> **Questions**:
A. Duplicate the part of the passage on a revolution of value that opens with the words containing "What will this" and closes with "a spiritual warrior.".
B. Pick up the passage on a revolution of value after its last sentence and continue writing it.

> **Document section**:
Eddie Glaude, Jr writes in a recent Substack newsletter (emphasis mine):

“I called for ‘a revolution of value.’ That, if we are committed to the idea of American democracy, and by some twisted fate I am, we must seek to uproot ways of seeing and living that have made this country so shallow and fearful.

A revolution of value entails a change in how we view what matters to us as Americans. We must put forward a more expansive understanding of American democracy. This will involve sacrificing the comfort of national innocence and the willful blindness that comes with it.”

What will this require of us if we are all participants in this democracy?Acknowledging the complexity of the real life actions and attitudes of our “founding fathers” or heroes of history is a start. There's a numbing comfort in the mythologies that are perpetuated in our national psyche, for example that slavery was somehow outside of the realm of good and evil, because it was a “product of its time.” I posit that we need to cultivate the mindset of a spiritual warrior.

Items from a data source
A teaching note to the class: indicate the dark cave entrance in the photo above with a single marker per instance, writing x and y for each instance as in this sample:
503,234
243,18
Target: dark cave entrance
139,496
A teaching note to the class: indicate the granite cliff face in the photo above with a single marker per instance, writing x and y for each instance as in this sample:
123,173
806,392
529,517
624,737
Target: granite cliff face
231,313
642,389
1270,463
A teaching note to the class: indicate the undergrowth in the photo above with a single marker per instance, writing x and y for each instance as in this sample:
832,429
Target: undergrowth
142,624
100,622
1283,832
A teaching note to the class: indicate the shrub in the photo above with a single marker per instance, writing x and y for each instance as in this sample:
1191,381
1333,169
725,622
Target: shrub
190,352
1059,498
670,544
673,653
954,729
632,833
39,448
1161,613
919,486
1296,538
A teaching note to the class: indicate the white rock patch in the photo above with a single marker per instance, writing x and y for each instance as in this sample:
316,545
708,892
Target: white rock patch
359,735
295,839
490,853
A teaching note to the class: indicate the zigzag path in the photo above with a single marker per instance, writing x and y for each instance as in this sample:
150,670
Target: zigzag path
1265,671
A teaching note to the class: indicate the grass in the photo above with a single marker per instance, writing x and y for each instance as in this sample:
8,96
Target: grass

> **Answers provided**:
A.
What will this require of us if we are all participants in this democracy?Acknowledging the complexity of the real life actions and attitudes of our “founding fathers” or heroes of history is a start. There's a numbing comfort in the mythologies that are perpetuated in our national psyche, for example that slavery was somehow outside of the realm of good and evil, because it was a “product of its time.” I posit that we need to cultivate the mindset of a spiritual warrior.

B.
Mariame Kaba says that hope is a discipline. In these coming years, we will need this discipline…to orient your brain to what is working, to see the world as a place where we can get good things done. This isn't to bypass the shitshow that's on our doorstep. It is to anchor you in the discipline we will need to move through it.” ~ Meenadchi

Some people think they have courage because they storm the capital or they tell what they deem as “jokes” that offend people. It seems to me that certain privileges can, in some cases if unaware of it, act as a drug. Privilege, like drugs, can cause delusions of grandeur and create a form of false bravado or fake courage (liquid courage). Comedians who are intellectually lazy, racist, homophobic and unfunny complain they are being “cancelled” for being outspoken implying a form of courage, but it doesn't take courage, skill, or intellect to mock or berate marginalized groups.

“Religion is for people who don't want to go to hell; spirituality is for people that have already been there.” ~12 step saying

The tools provided in 12-step program can provide a path of spiritual discipline that can prove helpful during these times. There is this notion of a fearless moral inventory. It is jarring to come to realize that the vision of reality you believed in for so long is actual a lie. Seeing reality requires courage and in order to practice that kind of courage, I need discernment, clarity or wisdom.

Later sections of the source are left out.